- [Brief] From the entries below, reproduce exactly the line containing "Dear assistant, the user would like the earring", the line containing "Dear assistant, the user would like the confetti", and every line in between, with nothing added.

- [Given entries]

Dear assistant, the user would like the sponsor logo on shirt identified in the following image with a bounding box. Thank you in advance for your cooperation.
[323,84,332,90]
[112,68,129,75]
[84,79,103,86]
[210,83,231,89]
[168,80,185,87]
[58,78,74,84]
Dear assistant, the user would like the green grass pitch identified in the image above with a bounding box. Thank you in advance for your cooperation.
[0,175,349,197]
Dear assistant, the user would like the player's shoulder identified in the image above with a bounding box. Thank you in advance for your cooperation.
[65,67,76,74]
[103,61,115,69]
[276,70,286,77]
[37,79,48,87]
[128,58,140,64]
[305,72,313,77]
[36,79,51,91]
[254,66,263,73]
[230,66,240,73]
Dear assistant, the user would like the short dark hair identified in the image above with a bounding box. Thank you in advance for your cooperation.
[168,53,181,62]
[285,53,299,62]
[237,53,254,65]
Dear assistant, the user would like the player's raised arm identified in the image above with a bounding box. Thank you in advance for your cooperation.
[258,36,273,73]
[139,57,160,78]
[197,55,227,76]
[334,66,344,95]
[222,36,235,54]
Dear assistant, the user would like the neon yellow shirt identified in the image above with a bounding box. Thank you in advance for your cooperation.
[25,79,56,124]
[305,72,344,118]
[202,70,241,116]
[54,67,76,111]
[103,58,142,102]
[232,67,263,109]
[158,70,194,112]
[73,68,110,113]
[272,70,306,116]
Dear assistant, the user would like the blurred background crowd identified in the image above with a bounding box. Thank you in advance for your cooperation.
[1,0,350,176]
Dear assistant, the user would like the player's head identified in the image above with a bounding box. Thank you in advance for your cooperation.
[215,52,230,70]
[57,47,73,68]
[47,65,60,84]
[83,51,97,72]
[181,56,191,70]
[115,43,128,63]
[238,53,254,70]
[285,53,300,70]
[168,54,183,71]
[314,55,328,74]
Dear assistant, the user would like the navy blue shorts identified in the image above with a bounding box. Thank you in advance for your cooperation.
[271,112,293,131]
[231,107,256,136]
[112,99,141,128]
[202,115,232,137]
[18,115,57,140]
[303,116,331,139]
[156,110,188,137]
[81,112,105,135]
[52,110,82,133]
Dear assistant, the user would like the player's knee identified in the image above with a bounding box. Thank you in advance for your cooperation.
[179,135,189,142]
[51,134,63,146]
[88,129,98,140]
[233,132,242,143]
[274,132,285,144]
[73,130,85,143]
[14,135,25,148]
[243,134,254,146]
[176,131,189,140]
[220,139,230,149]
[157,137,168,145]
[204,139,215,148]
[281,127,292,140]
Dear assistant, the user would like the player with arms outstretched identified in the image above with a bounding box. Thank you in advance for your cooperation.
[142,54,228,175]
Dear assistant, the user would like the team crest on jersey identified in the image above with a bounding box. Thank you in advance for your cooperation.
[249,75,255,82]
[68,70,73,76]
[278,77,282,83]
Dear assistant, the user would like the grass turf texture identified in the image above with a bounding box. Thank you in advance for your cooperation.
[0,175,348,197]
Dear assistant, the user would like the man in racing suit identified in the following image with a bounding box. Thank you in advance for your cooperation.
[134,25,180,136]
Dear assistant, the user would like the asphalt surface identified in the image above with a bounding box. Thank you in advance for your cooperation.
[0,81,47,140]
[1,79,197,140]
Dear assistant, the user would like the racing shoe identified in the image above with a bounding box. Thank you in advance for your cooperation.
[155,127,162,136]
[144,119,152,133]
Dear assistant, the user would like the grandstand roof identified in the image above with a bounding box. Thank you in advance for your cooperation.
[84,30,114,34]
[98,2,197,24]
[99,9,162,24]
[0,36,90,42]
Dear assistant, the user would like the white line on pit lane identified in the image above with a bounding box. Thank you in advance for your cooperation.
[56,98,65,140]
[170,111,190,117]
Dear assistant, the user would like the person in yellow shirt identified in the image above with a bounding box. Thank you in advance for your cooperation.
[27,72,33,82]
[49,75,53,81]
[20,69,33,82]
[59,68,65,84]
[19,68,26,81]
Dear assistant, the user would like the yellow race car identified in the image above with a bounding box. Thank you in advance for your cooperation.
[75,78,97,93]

--

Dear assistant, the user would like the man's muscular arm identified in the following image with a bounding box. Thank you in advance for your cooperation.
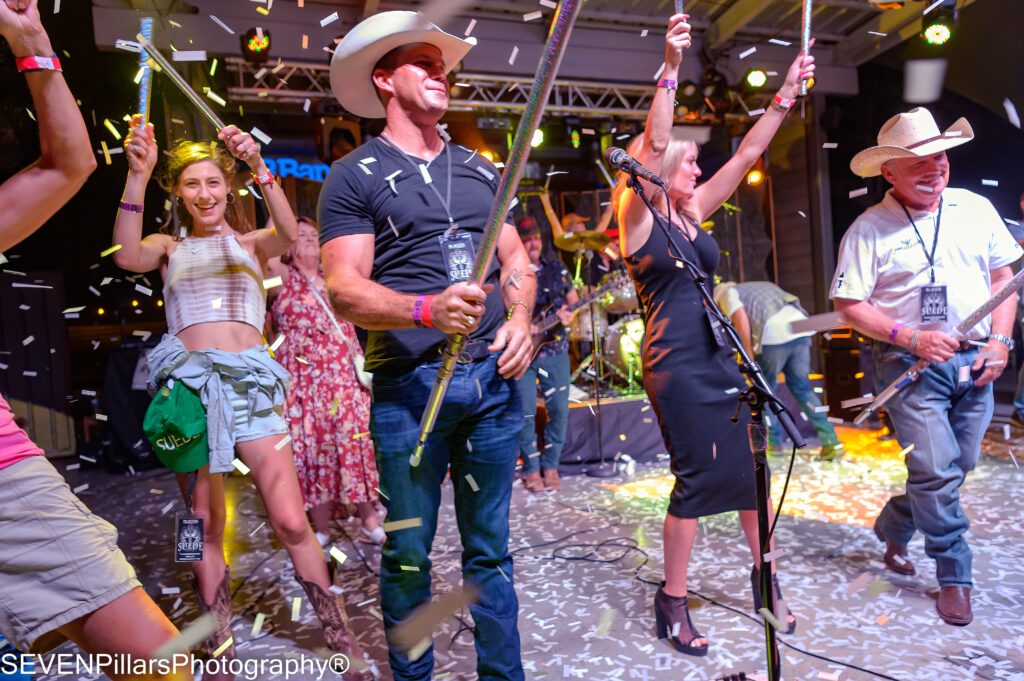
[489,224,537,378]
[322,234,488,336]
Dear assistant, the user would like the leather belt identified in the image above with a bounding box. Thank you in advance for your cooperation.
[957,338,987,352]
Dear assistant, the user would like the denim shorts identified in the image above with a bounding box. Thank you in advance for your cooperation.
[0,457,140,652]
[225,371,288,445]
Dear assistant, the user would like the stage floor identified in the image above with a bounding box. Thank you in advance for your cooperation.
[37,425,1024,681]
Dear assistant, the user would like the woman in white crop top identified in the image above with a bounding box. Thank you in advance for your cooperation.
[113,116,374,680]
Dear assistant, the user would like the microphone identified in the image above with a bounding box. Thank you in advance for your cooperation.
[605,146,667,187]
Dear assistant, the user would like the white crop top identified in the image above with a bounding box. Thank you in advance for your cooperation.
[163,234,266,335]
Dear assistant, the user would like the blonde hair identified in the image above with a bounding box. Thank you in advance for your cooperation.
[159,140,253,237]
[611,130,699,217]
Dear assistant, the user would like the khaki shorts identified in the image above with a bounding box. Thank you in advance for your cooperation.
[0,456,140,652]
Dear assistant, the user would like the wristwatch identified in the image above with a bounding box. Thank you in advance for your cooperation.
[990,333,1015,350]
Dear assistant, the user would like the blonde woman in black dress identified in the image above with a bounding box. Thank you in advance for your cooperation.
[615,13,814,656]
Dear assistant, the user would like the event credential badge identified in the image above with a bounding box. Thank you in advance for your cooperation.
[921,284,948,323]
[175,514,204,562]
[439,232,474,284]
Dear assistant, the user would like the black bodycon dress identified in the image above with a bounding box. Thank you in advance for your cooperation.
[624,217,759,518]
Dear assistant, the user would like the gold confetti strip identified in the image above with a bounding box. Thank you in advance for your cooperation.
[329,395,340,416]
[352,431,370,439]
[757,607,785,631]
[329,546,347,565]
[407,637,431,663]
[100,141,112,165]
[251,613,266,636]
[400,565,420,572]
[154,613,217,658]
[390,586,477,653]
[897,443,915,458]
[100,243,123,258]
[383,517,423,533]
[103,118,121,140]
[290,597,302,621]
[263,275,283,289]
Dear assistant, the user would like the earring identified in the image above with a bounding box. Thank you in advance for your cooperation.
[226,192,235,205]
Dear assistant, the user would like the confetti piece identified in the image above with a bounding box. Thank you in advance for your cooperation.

--

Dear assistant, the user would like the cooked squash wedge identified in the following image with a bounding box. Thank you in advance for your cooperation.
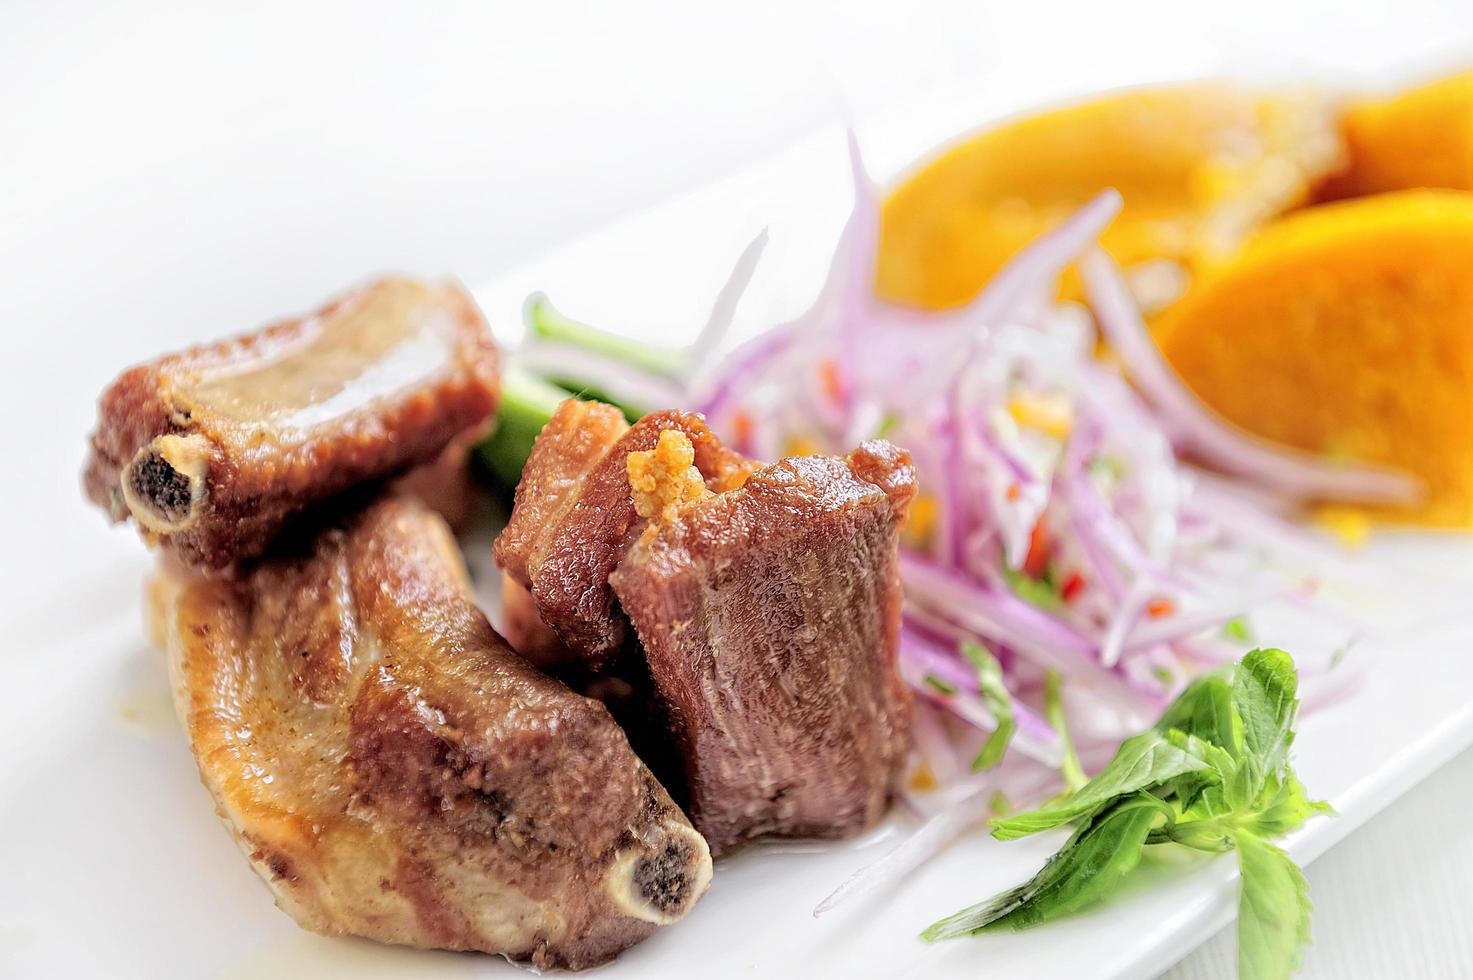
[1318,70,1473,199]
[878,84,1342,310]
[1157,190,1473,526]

- [Result of this task]
Dear assistant, the user would like the earring identified in the image above with a bounding box. Thank you in advance for your cooperation.
[226,192,235,205]
Dear assistant, the user would like the confetti piece identified in the image above with a bounding box. Thank you in advance for your cooperation.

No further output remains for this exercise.